How do I show this fourier series relationship?

Question

I want to show that $$\int^a_0\sin(mx)\sin(nx)\ dx = 0$$

for $m, n$ positive integers and $m\neq n$, and $a = k\pi$, i.e. the integer multiple of $\pi$.

I have tried expressing the equation in a fourier series:

$$f(x) = \frac{a_0}{2} + \sum^\infty_1 a_n \cos(n\pi x)$$ since the equation is an even function. However, I'm unable to show that $f(x)$ is equivalent to zero in the interval mentioned. I can reason that for half wavelengths, the summation should end up in zero because of how the cosine wave is like. But how do I remove $a_0 /2$?

Answer 1

HINT: use that $$\sin(mx)\sin(nx)=\frac{1}{2} (\cos (m x-n x)-\cos (m x+n x))$$

Answer 2

Hint

Use the identity $$\sin(\alpha)\sin(\beta)=\frac{\cos(\alpha-\beta)-\cos(\alpha+\beta)}{2}$$

Which is derived from subtracting the two identities below:

$$\begin{cases} \cos(\alpha+\beta)=\cos(\alpha)\cos(\beta)-\sin(\alpha)\sin(\beta)\\ \cos(\alpha-\beta)=\cos(\alpha)\cos(\beta)+\sin(\alpha)\sin(\beta) \end{cases}$$

========

* Written request
Pull out everything in the Fourier series thread above from "I have tried" down to "remove $a_0 /2$?", copied word for word.

========

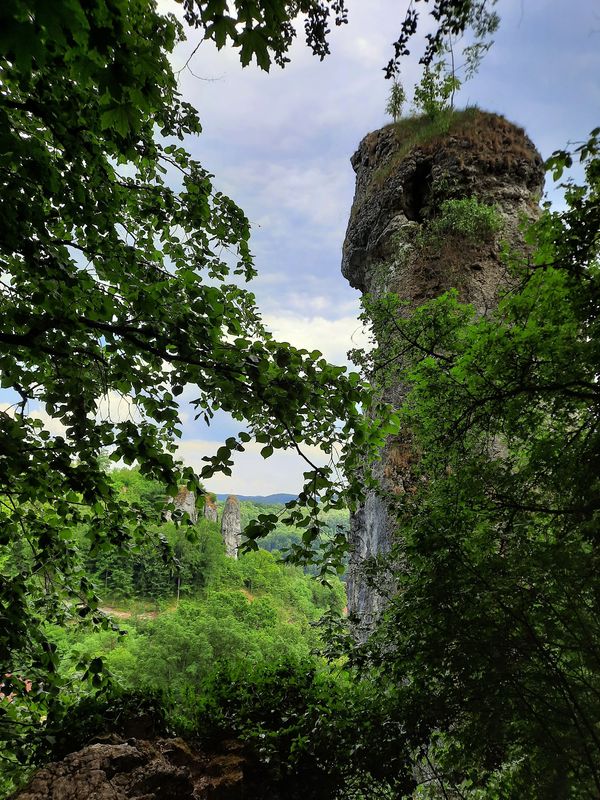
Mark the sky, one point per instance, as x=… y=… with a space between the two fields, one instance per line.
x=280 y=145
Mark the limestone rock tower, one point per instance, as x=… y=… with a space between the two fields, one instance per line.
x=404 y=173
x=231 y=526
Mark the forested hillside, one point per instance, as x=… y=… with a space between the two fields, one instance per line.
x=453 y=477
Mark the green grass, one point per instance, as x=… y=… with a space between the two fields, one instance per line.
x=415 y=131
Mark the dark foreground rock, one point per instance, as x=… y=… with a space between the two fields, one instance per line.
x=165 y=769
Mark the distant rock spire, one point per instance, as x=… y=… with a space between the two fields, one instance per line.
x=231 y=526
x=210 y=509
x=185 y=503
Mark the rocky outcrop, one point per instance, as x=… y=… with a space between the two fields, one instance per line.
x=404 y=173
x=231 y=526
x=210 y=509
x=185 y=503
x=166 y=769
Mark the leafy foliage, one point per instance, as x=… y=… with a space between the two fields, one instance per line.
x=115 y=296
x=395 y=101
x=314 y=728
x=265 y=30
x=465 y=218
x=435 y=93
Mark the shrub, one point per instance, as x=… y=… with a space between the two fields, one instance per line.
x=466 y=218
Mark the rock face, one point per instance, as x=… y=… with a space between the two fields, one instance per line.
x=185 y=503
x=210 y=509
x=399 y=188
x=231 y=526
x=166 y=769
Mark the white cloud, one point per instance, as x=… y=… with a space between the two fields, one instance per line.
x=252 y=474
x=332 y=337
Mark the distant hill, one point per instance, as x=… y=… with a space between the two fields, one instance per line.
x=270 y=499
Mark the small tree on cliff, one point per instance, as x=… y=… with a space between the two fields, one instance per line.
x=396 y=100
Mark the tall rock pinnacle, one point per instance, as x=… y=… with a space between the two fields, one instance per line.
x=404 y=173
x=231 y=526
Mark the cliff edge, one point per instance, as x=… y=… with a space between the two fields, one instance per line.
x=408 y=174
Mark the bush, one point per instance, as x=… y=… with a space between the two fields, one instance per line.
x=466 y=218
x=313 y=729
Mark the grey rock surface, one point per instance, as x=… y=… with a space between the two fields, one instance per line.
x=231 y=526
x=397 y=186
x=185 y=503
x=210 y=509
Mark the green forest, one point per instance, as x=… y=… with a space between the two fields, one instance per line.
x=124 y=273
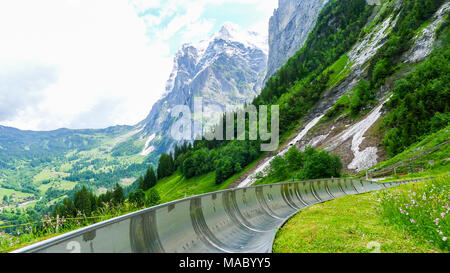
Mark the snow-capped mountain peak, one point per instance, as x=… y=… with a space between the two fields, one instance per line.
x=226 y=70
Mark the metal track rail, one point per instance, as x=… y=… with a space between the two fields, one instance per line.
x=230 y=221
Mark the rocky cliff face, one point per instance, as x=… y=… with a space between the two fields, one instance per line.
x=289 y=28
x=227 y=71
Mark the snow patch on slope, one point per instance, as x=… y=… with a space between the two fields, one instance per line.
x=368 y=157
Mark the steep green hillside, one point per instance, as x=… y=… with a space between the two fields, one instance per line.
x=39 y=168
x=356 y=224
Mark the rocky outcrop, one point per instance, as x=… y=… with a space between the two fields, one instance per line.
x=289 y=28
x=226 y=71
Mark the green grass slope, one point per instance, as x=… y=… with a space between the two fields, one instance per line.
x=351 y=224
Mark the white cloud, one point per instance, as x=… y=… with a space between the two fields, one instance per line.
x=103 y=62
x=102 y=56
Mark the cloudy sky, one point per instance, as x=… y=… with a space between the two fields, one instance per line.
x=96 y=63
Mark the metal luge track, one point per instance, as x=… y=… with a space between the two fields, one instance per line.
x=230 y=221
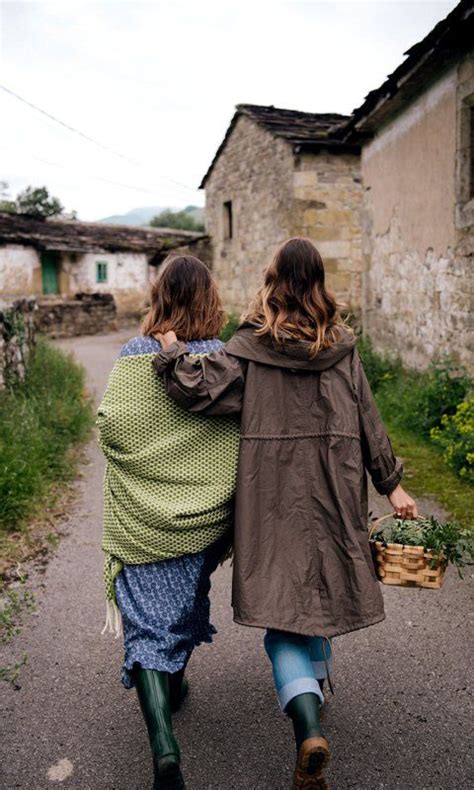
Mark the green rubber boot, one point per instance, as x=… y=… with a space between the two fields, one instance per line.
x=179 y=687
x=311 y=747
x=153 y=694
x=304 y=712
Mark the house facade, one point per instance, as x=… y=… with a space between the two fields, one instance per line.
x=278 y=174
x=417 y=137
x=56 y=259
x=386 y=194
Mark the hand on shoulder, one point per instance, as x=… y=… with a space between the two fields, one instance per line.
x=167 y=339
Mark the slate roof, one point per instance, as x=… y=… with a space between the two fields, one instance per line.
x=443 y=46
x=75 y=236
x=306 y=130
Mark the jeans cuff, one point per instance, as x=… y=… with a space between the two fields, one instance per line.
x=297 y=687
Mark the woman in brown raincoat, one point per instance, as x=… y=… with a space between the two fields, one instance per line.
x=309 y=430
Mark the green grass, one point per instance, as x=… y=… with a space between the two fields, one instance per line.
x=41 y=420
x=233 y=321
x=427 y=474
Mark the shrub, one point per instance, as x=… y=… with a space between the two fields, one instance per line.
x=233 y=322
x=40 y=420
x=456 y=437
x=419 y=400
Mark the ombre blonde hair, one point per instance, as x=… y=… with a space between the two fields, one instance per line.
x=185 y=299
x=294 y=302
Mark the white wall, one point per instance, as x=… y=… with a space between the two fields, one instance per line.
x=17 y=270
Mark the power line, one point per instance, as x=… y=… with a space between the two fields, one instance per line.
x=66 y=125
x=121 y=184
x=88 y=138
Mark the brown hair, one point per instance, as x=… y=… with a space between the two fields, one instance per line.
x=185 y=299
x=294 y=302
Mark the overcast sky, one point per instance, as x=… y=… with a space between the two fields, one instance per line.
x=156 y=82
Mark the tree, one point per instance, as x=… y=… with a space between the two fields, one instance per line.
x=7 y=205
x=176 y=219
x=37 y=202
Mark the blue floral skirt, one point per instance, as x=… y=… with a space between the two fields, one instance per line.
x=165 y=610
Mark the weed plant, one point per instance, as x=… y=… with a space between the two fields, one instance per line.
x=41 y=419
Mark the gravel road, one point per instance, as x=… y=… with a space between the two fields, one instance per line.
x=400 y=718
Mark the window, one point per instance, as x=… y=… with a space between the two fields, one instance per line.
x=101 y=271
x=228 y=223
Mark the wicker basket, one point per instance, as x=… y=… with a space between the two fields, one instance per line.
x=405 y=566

========

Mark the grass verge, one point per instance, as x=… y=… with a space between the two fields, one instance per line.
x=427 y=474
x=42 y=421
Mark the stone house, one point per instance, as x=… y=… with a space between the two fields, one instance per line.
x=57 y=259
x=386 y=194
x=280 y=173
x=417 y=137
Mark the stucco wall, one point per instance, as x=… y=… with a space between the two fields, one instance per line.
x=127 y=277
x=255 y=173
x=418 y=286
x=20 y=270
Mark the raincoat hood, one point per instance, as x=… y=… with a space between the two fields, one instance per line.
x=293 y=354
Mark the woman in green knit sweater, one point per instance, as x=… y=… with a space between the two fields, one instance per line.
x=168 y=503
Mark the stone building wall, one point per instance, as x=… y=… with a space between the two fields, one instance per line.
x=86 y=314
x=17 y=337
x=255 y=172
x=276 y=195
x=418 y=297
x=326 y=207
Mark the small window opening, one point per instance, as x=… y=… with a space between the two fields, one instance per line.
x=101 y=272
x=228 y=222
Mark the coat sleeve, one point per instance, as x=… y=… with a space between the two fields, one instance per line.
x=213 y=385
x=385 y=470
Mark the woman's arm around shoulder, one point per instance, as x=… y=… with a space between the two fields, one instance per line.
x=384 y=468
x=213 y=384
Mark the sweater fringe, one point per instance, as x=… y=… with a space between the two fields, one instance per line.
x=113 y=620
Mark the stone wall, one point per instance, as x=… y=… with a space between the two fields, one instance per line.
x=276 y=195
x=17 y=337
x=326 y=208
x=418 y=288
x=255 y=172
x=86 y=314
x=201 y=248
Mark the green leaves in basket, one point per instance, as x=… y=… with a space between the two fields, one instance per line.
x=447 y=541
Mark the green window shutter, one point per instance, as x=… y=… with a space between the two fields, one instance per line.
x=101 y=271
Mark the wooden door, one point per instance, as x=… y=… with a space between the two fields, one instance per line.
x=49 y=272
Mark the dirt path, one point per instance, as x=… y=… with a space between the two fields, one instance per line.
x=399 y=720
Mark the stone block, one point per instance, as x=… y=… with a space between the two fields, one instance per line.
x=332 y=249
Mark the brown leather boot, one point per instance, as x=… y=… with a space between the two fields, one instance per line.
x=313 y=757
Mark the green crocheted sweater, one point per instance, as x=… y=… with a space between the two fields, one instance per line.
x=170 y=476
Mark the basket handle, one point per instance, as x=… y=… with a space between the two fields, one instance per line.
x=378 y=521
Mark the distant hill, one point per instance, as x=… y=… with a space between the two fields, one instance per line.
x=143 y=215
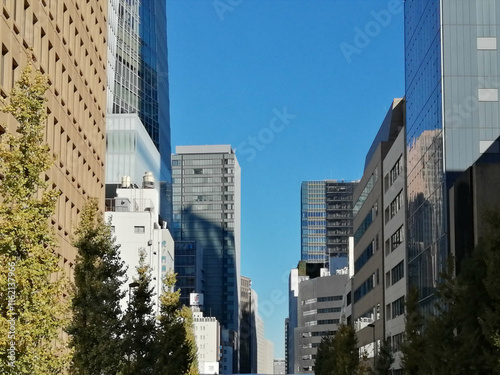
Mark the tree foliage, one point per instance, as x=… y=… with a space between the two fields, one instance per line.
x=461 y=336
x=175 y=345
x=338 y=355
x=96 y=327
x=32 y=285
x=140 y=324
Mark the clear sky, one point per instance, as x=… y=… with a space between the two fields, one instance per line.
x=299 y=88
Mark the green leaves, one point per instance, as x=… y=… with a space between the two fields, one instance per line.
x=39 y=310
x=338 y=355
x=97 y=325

========

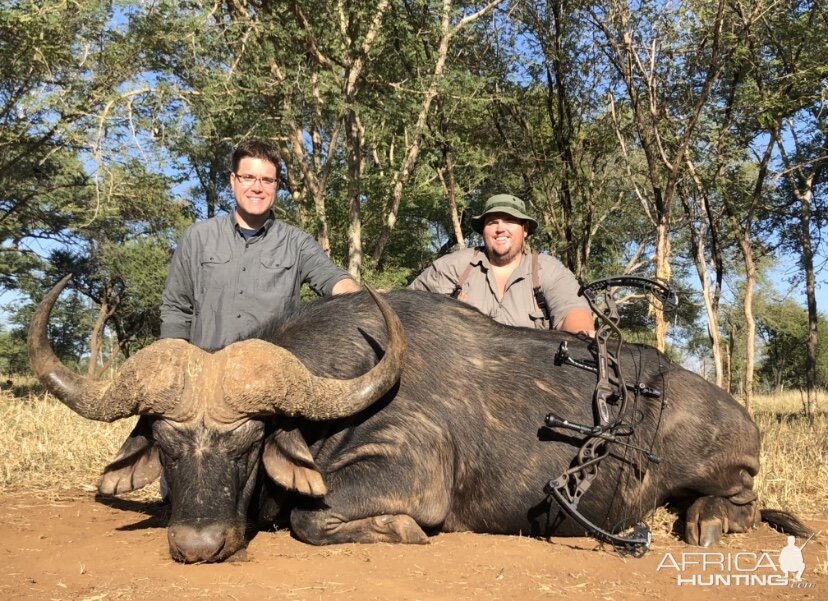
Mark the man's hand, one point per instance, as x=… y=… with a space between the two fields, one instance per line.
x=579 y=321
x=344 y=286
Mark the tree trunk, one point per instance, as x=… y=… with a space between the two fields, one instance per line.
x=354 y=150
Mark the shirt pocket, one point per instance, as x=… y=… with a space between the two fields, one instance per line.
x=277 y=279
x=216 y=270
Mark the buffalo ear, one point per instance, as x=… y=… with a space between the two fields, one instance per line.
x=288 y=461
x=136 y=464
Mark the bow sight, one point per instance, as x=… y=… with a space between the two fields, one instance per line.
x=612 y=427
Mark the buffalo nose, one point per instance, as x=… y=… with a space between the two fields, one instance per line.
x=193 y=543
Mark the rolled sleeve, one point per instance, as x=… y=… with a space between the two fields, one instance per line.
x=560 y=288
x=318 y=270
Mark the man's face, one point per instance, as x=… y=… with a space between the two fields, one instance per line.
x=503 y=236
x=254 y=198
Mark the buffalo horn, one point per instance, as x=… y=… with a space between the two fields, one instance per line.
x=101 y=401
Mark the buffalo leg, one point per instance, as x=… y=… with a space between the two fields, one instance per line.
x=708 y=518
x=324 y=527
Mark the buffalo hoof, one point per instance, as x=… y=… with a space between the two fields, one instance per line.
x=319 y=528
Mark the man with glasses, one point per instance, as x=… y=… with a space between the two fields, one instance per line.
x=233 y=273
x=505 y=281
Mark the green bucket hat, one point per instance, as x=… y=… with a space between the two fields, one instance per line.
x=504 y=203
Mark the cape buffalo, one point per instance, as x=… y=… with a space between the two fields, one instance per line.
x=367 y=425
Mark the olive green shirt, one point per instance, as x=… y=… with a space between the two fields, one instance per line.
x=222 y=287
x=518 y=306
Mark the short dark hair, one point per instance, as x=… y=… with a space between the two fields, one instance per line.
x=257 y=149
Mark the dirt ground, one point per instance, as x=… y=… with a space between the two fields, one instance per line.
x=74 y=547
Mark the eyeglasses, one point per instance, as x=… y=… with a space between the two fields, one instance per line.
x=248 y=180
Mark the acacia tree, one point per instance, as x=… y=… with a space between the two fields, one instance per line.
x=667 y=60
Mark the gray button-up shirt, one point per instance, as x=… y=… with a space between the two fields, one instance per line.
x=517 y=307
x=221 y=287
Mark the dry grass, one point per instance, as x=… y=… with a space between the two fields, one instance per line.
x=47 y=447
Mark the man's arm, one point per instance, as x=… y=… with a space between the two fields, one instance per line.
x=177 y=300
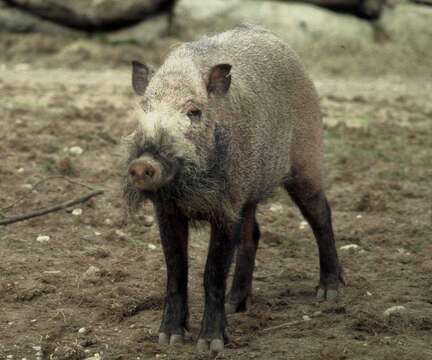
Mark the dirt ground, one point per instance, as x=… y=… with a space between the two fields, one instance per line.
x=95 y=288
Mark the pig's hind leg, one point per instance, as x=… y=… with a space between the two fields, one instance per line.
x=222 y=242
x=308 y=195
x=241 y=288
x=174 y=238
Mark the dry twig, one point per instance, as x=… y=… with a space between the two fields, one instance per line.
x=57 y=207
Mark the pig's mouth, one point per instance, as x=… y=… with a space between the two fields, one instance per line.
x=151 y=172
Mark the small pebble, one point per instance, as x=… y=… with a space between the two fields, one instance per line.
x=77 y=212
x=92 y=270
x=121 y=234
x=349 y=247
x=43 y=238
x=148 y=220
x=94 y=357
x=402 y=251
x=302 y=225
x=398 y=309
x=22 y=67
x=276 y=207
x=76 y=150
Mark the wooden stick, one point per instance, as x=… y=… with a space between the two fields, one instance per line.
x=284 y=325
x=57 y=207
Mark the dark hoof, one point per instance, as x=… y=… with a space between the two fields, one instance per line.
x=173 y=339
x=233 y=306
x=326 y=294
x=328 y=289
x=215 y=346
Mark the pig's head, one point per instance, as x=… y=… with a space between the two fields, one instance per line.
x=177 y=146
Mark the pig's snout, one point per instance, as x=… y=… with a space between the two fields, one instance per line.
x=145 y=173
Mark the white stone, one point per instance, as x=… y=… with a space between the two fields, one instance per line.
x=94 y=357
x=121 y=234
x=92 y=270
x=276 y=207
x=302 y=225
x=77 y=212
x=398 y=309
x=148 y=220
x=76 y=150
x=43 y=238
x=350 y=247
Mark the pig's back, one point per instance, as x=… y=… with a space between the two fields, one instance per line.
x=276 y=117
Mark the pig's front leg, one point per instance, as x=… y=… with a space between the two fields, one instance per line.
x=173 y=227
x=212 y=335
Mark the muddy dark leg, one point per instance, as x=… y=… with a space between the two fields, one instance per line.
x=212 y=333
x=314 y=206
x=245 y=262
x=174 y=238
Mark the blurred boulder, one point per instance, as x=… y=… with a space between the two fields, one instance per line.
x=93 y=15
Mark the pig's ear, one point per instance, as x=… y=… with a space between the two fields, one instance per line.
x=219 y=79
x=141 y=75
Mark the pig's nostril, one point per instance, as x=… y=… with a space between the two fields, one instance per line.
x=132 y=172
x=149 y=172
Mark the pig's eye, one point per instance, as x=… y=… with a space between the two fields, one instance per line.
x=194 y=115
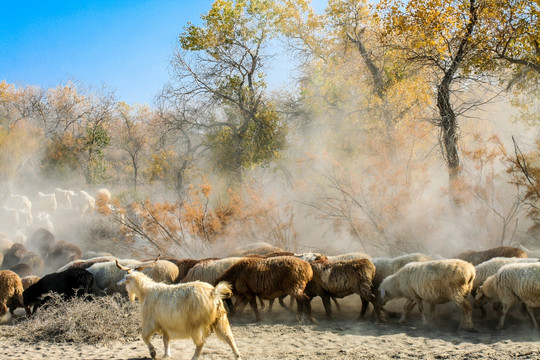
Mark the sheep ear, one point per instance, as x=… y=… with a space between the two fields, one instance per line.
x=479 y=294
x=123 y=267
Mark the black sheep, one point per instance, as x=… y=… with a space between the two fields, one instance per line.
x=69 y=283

========

* Full answer
I have tried expressing the equation in a fourier series:

$$f(x) = \frac{a_0}{2} + \sum^\infty_1 a_n \cos(n\pi x)$$ since the equation is an even function. However, I'm unable to show that $f(x)$ is equivalent to zero in the interval mentioned. I can reason that for half wavelengths, the summation should end up in zero because of how the cosine wave is like. But how do I remove $a_0 /2$?